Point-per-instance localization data
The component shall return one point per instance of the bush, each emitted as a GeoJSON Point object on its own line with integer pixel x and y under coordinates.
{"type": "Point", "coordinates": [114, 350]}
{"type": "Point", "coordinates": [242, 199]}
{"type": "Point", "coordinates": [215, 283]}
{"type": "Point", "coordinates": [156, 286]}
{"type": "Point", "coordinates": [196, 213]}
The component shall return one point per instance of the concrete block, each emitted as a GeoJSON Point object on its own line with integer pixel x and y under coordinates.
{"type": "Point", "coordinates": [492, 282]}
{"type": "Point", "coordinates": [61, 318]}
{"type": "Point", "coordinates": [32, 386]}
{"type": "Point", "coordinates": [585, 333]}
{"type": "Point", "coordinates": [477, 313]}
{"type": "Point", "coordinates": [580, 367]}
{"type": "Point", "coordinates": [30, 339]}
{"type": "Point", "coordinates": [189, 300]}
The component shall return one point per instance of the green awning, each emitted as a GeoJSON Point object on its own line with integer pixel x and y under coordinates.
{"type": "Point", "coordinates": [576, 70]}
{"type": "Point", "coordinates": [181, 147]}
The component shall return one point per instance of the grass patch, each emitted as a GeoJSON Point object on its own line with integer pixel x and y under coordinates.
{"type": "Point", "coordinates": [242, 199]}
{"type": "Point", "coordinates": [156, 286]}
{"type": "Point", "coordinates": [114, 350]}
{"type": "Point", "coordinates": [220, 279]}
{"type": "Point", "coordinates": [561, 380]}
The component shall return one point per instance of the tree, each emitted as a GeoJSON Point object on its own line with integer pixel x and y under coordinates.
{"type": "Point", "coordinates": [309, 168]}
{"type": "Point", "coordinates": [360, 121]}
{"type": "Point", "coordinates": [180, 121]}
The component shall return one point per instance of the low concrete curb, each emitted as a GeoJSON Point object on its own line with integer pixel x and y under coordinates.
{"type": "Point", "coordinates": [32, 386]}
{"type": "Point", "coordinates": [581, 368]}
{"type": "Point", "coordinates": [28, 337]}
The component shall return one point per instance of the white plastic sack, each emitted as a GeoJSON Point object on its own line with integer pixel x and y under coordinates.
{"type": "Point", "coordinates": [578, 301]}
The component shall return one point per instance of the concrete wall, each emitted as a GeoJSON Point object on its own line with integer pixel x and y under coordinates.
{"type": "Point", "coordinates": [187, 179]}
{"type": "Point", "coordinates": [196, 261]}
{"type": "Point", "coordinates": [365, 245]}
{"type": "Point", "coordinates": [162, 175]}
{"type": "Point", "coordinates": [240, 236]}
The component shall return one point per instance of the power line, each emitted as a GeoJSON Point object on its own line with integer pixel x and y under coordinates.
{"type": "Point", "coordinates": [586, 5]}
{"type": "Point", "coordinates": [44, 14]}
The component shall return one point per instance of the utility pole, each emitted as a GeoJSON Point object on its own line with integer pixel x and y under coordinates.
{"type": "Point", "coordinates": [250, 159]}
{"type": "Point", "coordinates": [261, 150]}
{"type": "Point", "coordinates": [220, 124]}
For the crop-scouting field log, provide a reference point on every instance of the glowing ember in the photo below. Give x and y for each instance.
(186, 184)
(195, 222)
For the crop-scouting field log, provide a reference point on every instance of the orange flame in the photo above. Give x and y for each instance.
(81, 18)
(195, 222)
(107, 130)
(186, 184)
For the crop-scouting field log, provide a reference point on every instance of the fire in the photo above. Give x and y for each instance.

## ACTION ITEM
All of the entries, from the first line to the last, should be duplicated exactly.

## OUTPUT OF THE EXERCISE
The component shall return one point per instance of the bush, each emitted as a GeoJSON Point object on its own line with integer pixel x and y under coordinates.
{"type": "Point", "coordinates": [114, 350]}
{"type": "Point", "coordinates": [242, 199]}
{"type": "Point", "coordinates": [215, 283]}
{"type": "Point", "coordinates": [156, 286]}
{"type": "Point", "coordinates": [196, 213]}
The component shall return one point per instance of the concrete block, each emitted as a GeoJSON Point object on its own line with integer pixel x and y under coordinates.
{"type": "Point", "coordinates": [492, 282]}
{"type": "Point", "coordinates": [61, 318]}
{"type": "Point", "coordinates": [32, 386]}
{"type": "Point", "coordinates": [585, 333]}
{"type": "Point", "coordinates": [477, 313]}
{"type": "Point", "coordinates": [580, 367]}
{"type": "Point", "coordinates": [30, 339]}
{"type": "Point", "coordinates": [189, 300]}
The component shall return one point per instance of the green awning, each emitted as a GeoJSON Point object on its own line with integer pixel x and y under coordinates.
{"type": "Point", "coordinates": [576, 70]}
{"type": "Point", "coordinates": [181, 147]}
The component shall return one point per instance of the grass patch, each emitted as a GeoJSON Point object on its own line with integer pixel x and y under coordinates.
{"type": "Point", "coordinates": [242, 199]}
{"type": "Point", "coordinates": [156, 286]}
{"type": "Point", "coordinates": [114, 350]}
{"type": "Point", "coordinates": [220, 279]}
{"type": "Point", "coordinates": [561, 380]}
The component shall return one point per instance of the tree, each emitted as a GeoJSON Point object on its own line with integer pixel x and y under coordinates.
{"type": "Point", "coordinates": [309, 168]}
{"type": "Point", "coordinates": [360, 121]}
{"type": "Point", "coordinates": [180, 121]}
The component shall return one point per instance of the low concrete curb, each emitted as a GeoJSON Point object on its own line with integer pixel x and y under coordinates.
{"type": "Point", "coordinates": [32, 386]}
{"type": "Point", "coordinates": [581, 368]}
{"type": "Point", "coordinates": [28, 337]}
The component shall return one point per instance of the white plastic sack, each emitted as a GeoJSON Point object on its own line with integer pixel x and y under coordinates.
{"type": "Point", "coordinates": [578, 301]}
The component shall return one point per instance of the concrete wall, each emitted as a GeoJSON Point object on its own line with integer pixel x and y under coordinates.
{"type": "Point", "coordinates": [187, 179]}
{"type": "Point", "coordinates": [196, 261]}
{"type": "Point", "coordinates": [365, 245]}
{"type": "Point", "coordinates": [162, 175]}
{"type": "Point", "coordinates": [240, 236]}
The component shall return one point per instance of the power line, each emitted as a GeoJSON Point object on its own line with integer pixel x and y under coordinates.
{"type": "Point", "coordinates": [586, 5]}
{"type": "Point", "coordinates": [44, 14]}
The component shall return one point per instance of the utility pole, each emitted as a GeoJSON Point object on its own line with integer pixel x and y under coordinates.
{"type": "Point", "coordinates": [250, 159]}
{"type": "Point", "coordinates": [261, 150]}
{"type": "Point", "coordinates": [220, 124]}
For the crop-scouting field log, provide a reference point on every instance of the glowing ember in the photo below. Give x and y for each instance.
(186, 184)
(195, 222)
For the crop-scouting field log, provide a reference point on every instance of the orange flame in the photo above. Give x and y for each instance.
(81, 18)
(195, 222)
(107, 130)
(186, 184)
For the crop-scouting field log, provide a reference point on every instance of the fire in the photo above. Give x and y for each instance.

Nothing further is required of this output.